#### Information

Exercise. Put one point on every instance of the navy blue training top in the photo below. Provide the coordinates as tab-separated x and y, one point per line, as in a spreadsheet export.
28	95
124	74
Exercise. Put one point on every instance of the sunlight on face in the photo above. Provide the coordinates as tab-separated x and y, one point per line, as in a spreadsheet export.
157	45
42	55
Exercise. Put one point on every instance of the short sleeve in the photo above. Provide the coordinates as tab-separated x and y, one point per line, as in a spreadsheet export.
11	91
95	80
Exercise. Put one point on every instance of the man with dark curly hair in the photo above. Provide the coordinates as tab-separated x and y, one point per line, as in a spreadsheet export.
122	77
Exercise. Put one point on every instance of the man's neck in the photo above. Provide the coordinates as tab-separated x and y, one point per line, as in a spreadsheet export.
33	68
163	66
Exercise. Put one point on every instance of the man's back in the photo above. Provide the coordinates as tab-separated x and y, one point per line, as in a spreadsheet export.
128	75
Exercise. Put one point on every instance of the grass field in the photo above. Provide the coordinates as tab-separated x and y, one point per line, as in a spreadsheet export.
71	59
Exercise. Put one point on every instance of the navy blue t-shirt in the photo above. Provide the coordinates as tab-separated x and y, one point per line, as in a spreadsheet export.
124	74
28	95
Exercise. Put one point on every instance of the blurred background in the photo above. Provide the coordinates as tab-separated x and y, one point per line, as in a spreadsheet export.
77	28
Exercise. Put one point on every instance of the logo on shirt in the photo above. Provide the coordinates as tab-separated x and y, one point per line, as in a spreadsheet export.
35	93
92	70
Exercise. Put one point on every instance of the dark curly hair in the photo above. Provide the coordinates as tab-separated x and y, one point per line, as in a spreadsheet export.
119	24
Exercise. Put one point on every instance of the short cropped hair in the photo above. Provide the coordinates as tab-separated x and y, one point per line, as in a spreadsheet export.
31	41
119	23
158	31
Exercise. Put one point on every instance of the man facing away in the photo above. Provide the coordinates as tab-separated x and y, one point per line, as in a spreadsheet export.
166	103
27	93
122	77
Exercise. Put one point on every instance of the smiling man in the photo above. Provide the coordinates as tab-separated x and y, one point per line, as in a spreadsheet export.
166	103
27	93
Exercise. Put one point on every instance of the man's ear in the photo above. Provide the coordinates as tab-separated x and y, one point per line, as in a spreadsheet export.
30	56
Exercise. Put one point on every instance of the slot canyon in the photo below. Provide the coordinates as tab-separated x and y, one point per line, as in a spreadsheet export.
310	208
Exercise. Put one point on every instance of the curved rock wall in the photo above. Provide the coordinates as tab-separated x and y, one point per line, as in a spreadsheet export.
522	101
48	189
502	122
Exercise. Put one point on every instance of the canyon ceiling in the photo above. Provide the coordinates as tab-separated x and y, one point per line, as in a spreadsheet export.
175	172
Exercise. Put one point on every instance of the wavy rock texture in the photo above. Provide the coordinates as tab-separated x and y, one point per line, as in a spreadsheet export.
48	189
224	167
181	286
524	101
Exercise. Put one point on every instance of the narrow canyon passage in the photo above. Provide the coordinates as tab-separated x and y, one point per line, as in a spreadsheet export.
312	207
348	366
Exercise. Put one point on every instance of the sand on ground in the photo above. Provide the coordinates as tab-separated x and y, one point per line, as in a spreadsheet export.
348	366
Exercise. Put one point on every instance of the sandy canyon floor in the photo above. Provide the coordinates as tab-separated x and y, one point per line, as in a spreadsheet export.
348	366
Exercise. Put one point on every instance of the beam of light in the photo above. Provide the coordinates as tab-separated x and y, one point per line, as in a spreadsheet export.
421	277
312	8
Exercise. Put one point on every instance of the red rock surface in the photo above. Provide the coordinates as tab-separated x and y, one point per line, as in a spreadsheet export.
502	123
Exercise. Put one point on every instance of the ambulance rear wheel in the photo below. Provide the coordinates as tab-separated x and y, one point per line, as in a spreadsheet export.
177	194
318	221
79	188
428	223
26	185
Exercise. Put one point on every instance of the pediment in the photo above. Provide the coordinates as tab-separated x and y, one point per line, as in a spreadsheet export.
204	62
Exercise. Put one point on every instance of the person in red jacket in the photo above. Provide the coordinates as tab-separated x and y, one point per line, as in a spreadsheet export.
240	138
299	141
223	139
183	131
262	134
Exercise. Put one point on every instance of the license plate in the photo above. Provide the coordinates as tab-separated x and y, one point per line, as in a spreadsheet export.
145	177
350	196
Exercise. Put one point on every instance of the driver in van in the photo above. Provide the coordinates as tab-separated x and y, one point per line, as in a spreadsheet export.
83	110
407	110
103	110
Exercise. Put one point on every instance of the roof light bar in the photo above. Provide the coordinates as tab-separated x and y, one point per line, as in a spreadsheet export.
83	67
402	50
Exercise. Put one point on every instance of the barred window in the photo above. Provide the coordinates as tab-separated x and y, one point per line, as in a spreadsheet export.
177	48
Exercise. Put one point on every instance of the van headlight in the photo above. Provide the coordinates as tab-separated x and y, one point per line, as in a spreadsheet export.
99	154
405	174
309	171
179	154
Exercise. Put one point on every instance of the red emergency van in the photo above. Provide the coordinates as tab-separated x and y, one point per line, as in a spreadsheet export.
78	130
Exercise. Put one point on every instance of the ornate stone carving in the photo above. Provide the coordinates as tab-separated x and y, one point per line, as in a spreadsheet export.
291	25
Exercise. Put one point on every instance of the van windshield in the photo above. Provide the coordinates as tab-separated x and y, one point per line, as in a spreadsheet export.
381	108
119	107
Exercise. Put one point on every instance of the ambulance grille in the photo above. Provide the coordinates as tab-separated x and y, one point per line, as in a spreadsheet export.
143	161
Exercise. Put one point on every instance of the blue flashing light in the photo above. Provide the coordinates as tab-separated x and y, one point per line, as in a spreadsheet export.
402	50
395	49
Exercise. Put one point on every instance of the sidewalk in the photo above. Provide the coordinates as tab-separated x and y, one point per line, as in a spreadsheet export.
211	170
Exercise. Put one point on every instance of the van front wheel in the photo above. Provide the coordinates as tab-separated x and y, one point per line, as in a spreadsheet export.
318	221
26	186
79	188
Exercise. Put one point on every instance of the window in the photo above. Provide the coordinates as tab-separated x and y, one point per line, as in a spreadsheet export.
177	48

########

* **Task brief**
Print the records above exactly. Omit nothing.

* **Response for this exercise**
Exercise. Put one point on every instance of the navy blue training top in the photo below. Provide the coordinates as tab-separated x and y, one point per line, as in a spreadsheet export.
28	95
124	74
Exercise. Put one point on every instance of the sunlight on face in the photo above. Provide the coordinates as tab-separated x and y, one point per line, as in a spreadsheet export.
157	45
42	55
Exercise. Put one point on every instance of the short sleeve in the photo above. Provide the coordinates as tab-separated x and y, one point per line, as in a spreadsheet export.
11	91
95	80
Exercise. Put one point on every instance of the man with dark curly hair in the photo above. Provide the coordinates as tab-separated x and y, one point per line, as in a spreadsheet export.
122	77
Exercise. Put one point on every instance of the man's neck in the photo above. Provide the coordinates as tab-separated x and y, one point per line, as in a spreadsheet export.
33	68
163	66
Exercise. Put one point on every instance of the man's back in the photo above. Provide the coordinates as tab-separated x and y, one point per line, as in a spreadsheet export.
128	75
Exercise. Put one point on every instance of the grass field in the photo above. Provide the coordinates as tab-separated x and y, one point per line, as in a spreadsheet export.
71	59
Exercise. Put one point on every instance of the navy blue t-shirt in the photo above. Provide the coordinates as tab-separated x and y, one point per line, as in a spreadsheet export.
124	74
28	95
Exercise. Put one point on every instance of the blurred background in the photo above. Provide the coordinates as tab-separated x and y, one point per line, as in a spreadsheet export.
77	28
Exercise. Put one point on every instance of the logo on shirt in the photo above. Provide the coordinates as tab-separated x and y, one point per line, as in a spreadsheet export.
35	93
92	70
Exercise. Put one point on every instance of the dark curly hair in the photo above. Provide the coordinates as tab-separated x and y, one point per line, as in a spreadsheet export.
119	24
Exercise. Put one point on every instance of the short cropped hair in the photo above. Provide the coordinates as tab-separated x and y, one point per line, as in a spreadsheet export.
31	41
119	23
158	31
Exercise. Put one point on every instance of the man facing away in the photo above. Provide the coordinates as tab-separated x and y, one point per line, as in a spreadsheet export.
166	103
27	93
122	77
Exercise. Put one point on every instance of the smiling man in the photo above. Provide the coordinates as tab-separated x and y, one point per line, as in a spreadsheet export.
166	103
27	93
Exercise. Put one point on every instance of the man's ear in the photo above. Provide the coordinates as tab-separated x and y, one point per line, as in a spreadsheet export.
30	56
Exercise. Put one point on every instance of the slot canyon in the photo below. Provide the coordinates as tab-separated x and y, one point per line, as in a spreadsheet export.
310	208
Exercise. Put one point on every instance of the curved rock wall in the photo above. Provide the coordinates as tab-separated x and y, one point per line, as in a spreadsheet export.
522	101
48	189
502	122
Exercise. Put one point on every instance of the canyon ceiling in the photo above. Provide the coordinates as tab-separated x and y, one point per line, as in a spreadsheet export.
175	172
Exercise. Put one point on every instance of the wavy rock texture in the photo above. Provide the coordinates as tab-separated x and y, one point per line, as in a spreadsheet export.
48	189
224	167
181	286
524	101
Exercise. Put one point on every instance of the narrow canyon passage in the photo above. Provide the coordinates as tab-separated x and y, one point per line, as in a spreadsheet export.
312	207
348	366
Exercise. Put one point on every instance of the sand on ground in the photo above. Provide the coordinates as tab-separated x and y, one point per line, as in a spreadsheet export.
348	366
Exercise. Put one point on every instance of the sandy canyon floor in the photo above. Provide the coordinates as tab-separated x and y, one point per line, as in a spreadsheet export.
348	366
Exercise. Put one point on every instance of the beam of light in the photo above. Provide the coordinates as tab-separated x and y, one point per line, as in a spreadsheet export.
421	277
312	8
Exercise. Put one point on every instance of the red rock surface in the photo above. Provide the coordinates as tab-separated x and y, one point per line, as in a spreadsheet export.
502	123
Exercise. Put one point on every instance of the ambulance rear wheel in the photo below. Provide the coordinates as tab-separated x and y, one point per line, as in a spreadsheet export.
177	194
318	221
79	188
428	223
26	185
Exercise. Put one point on every instance of the pediment in the photo above. Provide the coordinates as tab-separated x and y, one point per line, as in a spreadsheet export.
204	62
Exercise. Put one point on every instance of the person in red jacket in the photo above. Provide the coordinates as tab-separated x and y, one point per line, as in a spreadsheet export.
240	138
299	141
223	139
183	131
262	134
Exercise. Put one point on every instance of the license plate in the photo above. Provide the coordinates as tab-separated x and y, one point per line, as in a spreadsheet export.
145	177
350	196
Exercise. Put one point on every instance of the driver in van in the photo above. Provide the coordinates as tab-separated x and y, one point per line, as in a spreadsheet export.
83	110
407	110
103	110
Exercise. Put one point on every instance of the roof light bar in the photo above. Provide the coordinates as tab-separated x and y, one point per line, as in a spreadsheet export.
83	67
402	50
Exercise. Put one point on every instance of the barred window in the photo above. Provide the coordinates as tab-separated x and y, one point per line, as in a spreadsheet export.
177	48
Exercise. Put one point on every instance of the van headlight in the photo above. Provide the coordinates as tab-separated x and y, one point per line, as in a spreadsheet export.
99	154
405	174
309	171
179	154
Exercise. Put one point on every instance of the red emergency van in the photo above. Provide the coordinates as tab-separated x and y, one point per line, as in a spreadsheet export.
78	130
Exercise. Put one point on every instance of the ornate stone carving in the photo above. Provide the coordinates as tab-separated x and y, one point per line, as in a spreadsheet export.
291	25
Exercise. Put one point on every instance of the van windshield in the photo above. Provide the coordinates as tab-separated x and y, one point per line, as in a spreadsheet export.
381	108
119	107
Exercise. Put one point on every instance of the ambulance grille in the photo above. Provide the coordinates as tab-separated x and y, one point per line, as in a spreadsheet export.
143	161
Exercise. Put one point on every instance of the blue flashing light in the photo above. Provide the coordinates as tab-separated x and y, one point per line, as in a spreadsheet export.
402	50
395	49
Exercise. Put one point on every instance of the sidewalk in the photo above. Provide the coordinates as tab-separated x and y, one point per line, as in a spreadsheet export.
211	170
Exercise. Put one point on every instance of the van front wheel in the photo above. Provide the coordinates as tab-separated x and y, one point per line, as in a spreadsheet export.
318	221
26	186
79	188
Exercise. Put one point on every instance of the window in the photo above. Provide the coordinates as tab-separated x and y, one point per line, as in a spreadsheet export.
177	48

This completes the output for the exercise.